━━ Selected excerpt
EP by The Austerity Program
- Released: May 4, 2010
- Recorded: September – November 2009, Kerguelen Studio (Astoria, NY)
- Genre: Noise rock, post-metal, industrial rock
- Length: 19:58
- Label: Hydra Head Records
- Producer: The Austerity Program

The Austerity Program chronology
| Black Madonna (2007) | Backsliders and Apostates Will Burn (2010) | Beyond Calculation (2014) |

= Backsliders and Apostates Will Burn =

Backsliders and Apostates Will Burn is the second EP by American noise rock band The Austerity Program, released in 2010 through Hydra Head Records through vinyl, compact disc, and even Data DVD-R formats. For marketing, instead of making usual press kits, the band decided to use humorous ways to market the release of the record, such as writing a fake review written by an angry staff member of Hydra Head.
━━━━
◆ Exercise tasks ◆
1) Please list every format that the EP article says Backsliders and Apostates Will Burn was released in.
2) Decide whether each statement agrees with the EP article, and answer yes or no. Quote the words of the EP article that settle each one.
(a) The EP was recorded at Kerguelen Studio in Astoria, NY.
(b) Hydra Head Records produced the EP.
(c) The band made usual press kits to market the release.
━━ Raw records
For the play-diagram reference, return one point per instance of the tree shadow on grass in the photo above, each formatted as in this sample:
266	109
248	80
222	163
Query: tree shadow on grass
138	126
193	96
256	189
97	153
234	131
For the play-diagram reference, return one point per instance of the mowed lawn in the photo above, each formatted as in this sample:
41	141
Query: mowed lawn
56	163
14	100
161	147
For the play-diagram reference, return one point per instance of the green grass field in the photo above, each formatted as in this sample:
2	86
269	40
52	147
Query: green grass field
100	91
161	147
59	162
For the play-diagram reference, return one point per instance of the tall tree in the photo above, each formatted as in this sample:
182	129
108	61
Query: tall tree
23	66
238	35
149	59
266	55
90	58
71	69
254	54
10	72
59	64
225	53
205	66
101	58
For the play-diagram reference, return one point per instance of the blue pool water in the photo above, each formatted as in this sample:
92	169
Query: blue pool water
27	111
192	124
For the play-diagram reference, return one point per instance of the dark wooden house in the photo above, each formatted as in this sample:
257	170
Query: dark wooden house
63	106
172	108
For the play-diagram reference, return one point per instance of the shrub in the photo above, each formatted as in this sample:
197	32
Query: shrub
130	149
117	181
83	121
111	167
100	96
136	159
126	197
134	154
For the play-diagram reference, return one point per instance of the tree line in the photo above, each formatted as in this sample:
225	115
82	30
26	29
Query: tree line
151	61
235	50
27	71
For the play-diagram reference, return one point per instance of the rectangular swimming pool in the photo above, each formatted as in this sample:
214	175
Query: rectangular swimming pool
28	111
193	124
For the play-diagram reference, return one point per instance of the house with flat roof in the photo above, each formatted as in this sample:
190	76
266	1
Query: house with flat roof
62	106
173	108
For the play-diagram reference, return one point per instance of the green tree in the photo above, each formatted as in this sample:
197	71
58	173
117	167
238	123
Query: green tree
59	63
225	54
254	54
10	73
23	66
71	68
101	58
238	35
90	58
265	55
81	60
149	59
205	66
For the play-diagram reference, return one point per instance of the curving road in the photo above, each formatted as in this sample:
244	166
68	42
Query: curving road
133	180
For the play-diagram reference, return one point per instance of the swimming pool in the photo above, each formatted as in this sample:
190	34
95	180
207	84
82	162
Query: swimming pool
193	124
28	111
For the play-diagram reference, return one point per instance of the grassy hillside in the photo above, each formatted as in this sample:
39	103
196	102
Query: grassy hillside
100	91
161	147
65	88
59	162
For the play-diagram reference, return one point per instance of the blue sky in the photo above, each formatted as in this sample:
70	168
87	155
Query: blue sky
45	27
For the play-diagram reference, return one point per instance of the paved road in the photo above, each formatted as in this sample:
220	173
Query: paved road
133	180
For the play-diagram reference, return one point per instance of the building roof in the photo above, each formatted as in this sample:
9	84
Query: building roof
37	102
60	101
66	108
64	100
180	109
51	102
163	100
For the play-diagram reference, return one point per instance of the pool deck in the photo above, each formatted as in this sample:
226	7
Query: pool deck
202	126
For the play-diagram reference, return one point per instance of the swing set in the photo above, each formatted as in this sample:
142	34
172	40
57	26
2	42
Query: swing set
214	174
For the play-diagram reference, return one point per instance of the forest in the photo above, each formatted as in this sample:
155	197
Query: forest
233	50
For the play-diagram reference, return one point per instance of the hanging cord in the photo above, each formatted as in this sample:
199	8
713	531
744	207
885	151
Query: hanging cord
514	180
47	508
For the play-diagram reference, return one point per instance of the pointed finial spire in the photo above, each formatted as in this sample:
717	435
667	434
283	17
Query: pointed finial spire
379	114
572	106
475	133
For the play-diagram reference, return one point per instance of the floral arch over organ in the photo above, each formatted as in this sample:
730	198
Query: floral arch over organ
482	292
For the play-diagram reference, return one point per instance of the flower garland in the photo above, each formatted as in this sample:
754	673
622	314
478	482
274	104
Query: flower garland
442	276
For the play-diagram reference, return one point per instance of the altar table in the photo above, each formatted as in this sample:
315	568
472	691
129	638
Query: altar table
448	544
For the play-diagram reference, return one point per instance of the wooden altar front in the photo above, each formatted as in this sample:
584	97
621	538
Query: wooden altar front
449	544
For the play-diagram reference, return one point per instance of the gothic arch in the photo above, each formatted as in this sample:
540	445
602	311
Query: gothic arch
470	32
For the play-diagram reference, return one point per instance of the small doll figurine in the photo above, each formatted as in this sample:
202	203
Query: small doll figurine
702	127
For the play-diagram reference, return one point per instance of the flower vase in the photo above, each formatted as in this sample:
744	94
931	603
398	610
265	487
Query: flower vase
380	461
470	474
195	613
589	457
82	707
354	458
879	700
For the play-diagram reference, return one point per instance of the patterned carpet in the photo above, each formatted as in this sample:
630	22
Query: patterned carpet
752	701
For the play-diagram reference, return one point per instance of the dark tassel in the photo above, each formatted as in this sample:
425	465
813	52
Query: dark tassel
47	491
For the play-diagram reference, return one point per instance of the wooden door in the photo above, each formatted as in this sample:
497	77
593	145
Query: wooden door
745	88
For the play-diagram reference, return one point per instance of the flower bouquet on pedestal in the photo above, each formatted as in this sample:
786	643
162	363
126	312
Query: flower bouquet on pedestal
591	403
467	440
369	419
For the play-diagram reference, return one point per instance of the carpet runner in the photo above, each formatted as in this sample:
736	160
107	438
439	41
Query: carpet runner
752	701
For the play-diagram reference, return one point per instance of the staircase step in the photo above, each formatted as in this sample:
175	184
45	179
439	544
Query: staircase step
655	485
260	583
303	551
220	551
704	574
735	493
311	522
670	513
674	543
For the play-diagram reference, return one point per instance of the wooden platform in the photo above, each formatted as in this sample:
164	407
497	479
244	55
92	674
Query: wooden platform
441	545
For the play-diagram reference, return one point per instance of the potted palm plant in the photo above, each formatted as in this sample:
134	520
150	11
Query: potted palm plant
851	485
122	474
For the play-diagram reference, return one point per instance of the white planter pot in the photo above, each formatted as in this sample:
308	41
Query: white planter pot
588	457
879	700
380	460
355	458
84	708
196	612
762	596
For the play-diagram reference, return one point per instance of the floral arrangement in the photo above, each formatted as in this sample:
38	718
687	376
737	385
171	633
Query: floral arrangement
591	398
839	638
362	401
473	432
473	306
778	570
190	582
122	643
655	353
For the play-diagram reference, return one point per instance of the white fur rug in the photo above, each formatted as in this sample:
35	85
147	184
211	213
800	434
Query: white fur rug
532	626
━━━━
◆ Answer list ◆
1)
- Vinyl
- Compact disc
- Data DVD-R

2)
(a) Yes: "Recorded: September – November 2009, Kerguelen Studio (Astoria, NY)"
(b) No: "Producer: The Austerity Program"
(c) No: "instead of making usual press kits, the band decided to use humorous ways to market the release of the record"